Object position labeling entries

■ ■ ■ ■ ■ ■ ■

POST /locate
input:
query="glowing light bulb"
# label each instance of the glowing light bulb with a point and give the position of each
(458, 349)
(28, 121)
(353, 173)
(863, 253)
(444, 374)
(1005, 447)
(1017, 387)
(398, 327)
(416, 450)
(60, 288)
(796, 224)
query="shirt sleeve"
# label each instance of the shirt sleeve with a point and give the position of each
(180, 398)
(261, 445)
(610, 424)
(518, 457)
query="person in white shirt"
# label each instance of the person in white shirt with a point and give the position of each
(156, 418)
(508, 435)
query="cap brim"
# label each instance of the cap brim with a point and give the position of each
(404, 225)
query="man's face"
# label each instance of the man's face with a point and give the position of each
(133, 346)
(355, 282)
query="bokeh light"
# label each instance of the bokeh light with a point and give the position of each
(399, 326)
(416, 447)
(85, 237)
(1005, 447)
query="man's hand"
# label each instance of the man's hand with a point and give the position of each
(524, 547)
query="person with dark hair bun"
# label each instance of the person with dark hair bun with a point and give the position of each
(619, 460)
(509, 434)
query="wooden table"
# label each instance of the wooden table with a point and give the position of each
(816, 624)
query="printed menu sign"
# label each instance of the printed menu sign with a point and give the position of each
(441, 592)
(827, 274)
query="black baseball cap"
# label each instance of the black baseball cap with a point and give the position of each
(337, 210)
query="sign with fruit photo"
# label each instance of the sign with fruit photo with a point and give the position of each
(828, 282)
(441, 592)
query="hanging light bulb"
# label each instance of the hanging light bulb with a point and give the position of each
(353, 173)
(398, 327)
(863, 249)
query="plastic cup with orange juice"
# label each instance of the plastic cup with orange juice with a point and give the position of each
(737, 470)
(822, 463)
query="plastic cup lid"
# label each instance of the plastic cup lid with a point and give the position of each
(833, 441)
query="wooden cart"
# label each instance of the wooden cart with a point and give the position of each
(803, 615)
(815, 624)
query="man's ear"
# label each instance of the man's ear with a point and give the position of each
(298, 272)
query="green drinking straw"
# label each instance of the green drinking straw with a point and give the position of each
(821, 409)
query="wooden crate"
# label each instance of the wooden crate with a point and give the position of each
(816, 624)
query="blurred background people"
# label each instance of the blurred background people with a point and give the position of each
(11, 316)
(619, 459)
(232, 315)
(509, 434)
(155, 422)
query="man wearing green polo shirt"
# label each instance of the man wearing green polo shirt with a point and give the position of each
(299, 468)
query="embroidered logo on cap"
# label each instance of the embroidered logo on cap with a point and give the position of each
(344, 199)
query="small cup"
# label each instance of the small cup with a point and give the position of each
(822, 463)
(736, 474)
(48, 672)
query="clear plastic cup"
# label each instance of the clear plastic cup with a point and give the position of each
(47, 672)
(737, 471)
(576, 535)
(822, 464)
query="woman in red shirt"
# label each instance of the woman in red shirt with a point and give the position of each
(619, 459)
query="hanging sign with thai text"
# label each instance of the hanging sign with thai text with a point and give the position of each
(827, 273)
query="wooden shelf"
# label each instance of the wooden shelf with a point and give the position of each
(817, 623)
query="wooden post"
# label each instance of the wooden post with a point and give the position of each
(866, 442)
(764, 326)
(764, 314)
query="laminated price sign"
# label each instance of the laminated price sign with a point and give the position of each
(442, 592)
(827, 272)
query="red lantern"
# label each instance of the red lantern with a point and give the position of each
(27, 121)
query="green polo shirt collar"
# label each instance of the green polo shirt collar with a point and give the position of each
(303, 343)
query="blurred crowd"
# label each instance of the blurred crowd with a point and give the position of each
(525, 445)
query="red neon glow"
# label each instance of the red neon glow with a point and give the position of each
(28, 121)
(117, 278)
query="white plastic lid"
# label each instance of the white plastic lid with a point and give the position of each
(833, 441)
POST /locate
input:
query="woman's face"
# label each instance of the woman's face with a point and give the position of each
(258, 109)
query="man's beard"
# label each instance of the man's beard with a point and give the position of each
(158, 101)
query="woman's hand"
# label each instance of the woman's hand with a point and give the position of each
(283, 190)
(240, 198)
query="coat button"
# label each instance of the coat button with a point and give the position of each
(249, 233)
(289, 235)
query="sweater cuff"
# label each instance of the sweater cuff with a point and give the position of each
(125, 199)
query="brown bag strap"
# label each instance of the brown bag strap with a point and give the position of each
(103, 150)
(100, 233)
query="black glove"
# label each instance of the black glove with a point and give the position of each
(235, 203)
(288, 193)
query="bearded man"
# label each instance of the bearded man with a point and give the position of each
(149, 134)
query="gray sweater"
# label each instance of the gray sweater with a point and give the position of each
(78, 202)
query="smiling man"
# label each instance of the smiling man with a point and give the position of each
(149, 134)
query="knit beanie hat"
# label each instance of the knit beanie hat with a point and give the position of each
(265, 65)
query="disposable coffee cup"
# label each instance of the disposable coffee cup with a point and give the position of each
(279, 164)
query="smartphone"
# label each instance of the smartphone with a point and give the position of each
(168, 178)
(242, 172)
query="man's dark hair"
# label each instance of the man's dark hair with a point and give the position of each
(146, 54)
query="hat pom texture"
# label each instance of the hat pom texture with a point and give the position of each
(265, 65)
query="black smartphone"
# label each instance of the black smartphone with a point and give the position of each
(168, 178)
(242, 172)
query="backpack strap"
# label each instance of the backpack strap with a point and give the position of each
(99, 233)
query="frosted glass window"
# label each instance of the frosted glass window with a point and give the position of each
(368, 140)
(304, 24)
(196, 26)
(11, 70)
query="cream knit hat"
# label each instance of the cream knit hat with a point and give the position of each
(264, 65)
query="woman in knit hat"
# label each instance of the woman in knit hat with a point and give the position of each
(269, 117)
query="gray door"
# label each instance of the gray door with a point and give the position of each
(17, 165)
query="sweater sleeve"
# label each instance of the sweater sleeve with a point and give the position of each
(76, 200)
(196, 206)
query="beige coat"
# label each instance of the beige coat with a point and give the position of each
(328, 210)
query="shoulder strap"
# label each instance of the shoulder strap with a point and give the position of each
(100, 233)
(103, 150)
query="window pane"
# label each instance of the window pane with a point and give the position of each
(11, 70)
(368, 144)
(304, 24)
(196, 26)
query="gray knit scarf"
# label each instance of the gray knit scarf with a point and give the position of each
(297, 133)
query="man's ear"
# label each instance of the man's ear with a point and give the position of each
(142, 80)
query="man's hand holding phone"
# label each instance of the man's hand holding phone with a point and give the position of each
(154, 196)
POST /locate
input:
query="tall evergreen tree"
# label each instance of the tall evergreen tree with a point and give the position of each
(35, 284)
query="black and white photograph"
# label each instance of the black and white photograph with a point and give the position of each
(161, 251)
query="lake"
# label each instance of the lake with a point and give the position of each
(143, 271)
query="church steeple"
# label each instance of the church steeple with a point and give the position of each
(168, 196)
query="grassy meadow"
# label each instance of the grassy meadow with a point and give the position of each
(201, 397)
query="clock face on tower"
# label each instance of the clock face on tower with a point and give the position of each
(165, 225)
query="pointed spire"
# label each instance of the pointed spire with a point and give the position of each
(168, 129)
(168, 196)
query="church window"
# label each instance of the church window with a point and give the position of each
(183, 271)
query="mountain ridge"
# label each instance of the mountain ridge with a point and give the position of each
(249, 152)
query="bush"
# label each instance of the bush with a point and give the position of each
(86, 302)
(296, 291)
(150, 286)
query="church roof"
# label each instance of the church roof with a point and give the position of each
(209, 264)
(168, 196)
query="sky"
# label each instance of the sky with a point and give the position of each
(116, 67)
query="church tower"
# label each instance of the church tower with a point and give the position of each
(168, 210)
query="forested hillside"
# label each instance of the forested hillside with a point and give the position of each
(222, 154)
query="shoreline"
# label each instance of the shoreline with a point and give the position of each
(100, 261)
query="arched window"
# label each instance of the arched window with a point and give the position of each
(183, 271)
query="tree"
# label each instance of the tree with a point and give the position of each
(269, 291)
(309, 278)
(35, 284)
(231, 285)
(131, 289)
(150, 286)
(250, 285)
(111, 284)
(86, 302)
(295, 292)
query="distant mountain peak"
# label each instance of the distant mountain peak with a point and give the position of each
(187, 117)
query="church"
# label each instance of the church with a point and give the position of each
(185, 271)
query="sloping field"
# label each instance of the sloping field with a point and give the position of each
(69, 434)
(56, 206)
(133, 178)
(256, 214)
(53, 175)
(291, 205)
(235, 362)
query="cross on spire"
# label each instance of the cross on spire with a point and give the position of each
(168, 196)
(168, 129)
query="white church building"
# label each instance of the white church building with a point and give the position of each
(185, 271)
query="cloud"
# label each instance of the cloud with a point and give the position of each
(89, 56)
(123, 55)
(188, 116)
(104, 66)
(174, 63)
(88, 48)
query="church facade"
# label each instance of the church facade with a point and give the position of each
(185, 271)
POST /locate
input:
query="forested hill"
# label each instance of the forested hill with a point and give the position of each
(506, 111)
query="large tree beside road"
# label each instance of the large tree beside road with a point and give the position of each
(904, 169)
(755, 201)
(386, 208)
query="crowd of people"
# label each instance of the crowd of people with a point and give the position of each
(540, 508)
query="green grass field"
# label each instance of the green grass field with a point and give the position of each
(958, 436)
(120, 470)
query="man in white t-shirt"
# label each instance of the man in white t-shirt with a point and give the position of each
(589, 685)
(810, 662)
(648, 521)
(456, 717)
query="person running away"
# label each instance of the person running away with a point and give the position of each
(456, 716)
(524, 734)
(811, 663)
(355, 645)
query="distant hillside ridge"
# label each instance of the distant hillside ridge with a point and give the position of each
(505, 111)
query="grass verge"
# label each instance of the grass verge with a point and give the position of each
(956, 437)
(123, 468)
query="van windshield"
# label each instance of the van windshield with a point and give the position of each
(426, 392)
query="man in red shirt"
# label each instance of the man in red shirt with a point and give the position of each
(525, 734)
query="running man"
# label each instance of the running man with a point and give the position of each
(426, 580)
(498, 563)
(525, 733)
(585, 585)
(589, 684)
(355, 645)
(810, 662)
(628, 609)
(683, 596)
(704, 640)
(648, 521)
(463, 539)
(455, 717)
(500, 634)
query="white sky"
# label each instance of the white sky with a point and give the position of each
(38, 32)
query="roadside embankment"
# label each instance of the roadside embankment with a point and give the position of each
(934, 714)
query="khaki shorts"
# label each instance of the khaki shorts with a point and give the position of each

■ ■ ■ ■ ■ ■ ■

▸ **PROBLEM TO SOLVE**:
Report how many lines in the records contain the string "hand", counting a match only when the case is the same. Give only the number.

▸ **CORRECT OUTPUT**:
6